**Given instruction**
Report every line of the material below that contains the string "part", copying each such line in full. Case counts when matching.

[BEGIN Excerpted records]

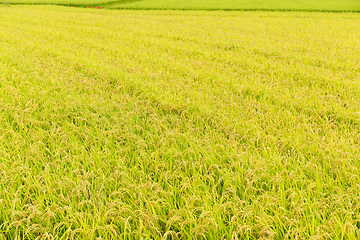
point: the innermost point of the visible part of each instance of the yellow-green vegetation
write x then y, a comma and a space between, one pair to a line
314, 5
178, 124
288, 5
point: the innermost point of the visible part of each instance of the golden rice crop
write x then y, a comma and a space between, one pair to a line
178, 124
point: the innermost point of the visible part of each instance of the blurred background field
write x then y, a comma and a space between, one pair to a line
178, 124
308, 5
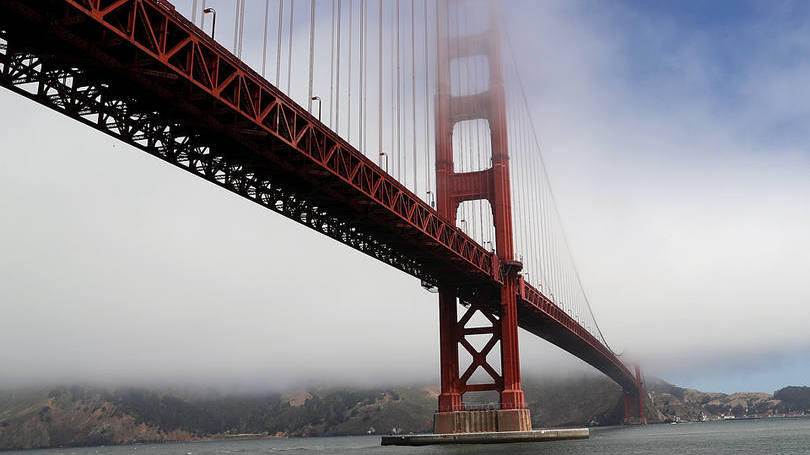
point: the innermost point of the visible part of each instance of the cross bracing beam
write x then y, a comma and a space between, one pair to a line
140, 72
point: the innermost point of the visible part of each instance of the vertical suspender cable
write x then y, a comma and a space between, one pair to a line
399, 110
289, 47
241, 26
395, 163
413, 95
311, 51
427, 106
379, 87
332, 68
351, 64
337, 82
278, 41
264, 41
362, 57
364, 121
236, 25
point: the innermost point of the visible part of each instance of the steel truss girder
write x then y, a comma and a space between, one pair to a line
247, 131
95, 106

[END Excerpted records]
[BEGIN Excerpted records]

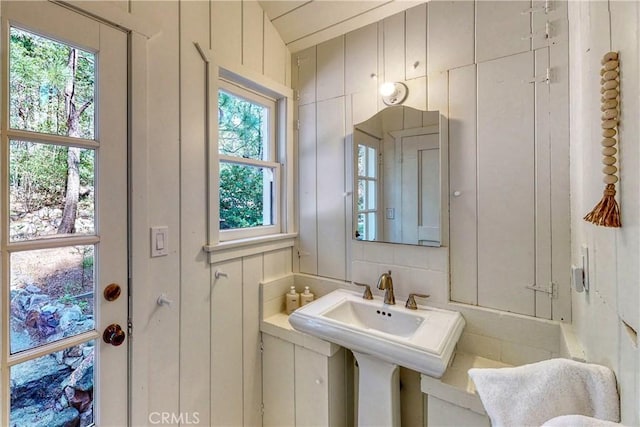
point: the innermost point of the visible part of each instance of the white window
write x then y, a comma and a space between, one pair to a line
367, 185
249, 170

[END Excerpted records]
[BEGIN Excerpted records]

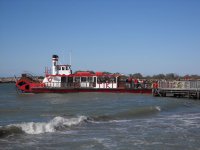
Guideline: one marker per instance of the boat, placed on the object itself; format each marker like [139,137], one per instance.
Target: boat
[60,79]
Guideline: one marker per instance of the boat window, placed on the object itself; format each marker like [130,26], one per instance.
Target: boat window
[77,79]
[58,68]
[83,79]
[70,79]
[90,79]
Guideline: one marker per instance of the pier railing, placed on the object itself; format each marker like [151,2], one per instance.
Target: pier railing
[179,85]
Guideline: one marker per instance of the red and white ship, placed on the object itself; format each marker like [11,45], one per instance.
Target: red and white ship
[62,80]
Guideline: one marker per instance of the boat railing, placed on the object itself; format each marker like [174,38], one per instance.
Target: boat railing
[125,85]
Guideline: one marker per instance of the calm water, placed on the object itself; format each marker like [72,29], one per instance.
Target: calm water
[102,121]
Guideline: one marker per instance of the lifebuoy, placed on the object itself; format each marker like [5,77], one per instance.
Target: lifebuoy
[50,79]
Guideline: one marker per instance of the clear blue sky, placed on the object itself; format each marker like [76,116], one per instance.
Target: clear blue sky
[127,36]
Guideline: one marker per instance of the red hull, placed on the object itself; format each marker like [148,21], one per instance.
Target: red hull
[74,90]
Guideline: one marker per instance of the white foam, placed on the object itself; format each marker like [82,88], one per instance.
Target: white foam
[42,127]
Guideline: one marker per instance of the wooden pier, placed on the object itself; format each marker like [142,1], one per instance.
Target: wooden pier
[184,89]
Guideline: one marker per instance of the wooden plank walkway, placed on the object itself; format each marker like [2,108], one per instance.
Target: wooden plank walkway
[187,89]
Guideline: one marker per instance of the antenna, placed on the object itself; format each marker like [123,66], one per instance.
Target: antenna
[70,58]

[END Excerpted records]

**Response**
point: the innermost point of the visible part of each instance of the yellow-green vegetation
point: the innermost point of the visible part of each instance of the golden rice crop
point: the innermost point of the visible part of each instance of the blurred background field
point: the innermost point of the visible part of each instance of the cross bracing beam
point: the innermost point of the visible part of each instance of the vertical suspender cable
point: the innermost point of the visible part of each instance of the steel truss girder
point: the innermost point of the visible part of each instance of the white window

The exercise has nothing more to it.